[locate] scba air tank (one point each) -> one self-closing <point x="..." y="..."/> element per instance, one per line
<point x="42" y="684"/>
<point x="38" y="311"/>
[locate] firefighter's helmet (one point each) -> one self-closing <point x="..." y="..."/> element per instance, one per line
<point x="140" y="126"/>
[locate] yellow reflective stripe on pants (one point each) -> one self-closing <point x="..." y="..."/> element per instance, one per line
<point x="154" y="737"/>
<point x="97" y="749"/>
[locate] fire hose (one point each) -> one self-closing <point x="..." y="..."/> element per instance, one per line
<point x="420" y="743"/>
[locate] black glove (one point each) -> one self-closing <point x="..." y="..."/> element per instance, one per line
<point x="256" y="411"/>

————

GOAL OF THE EXERCISE
Give exactly the lines from the one with "[locate] black glove" to the end of the entries, nothing before them.

SOLUTION FOR THIS EXERCISE
[locate] black glove (one point each) -> one self-closing <point x="..." y="..."/> element per instance, one per line
<point x="256" y="411"/>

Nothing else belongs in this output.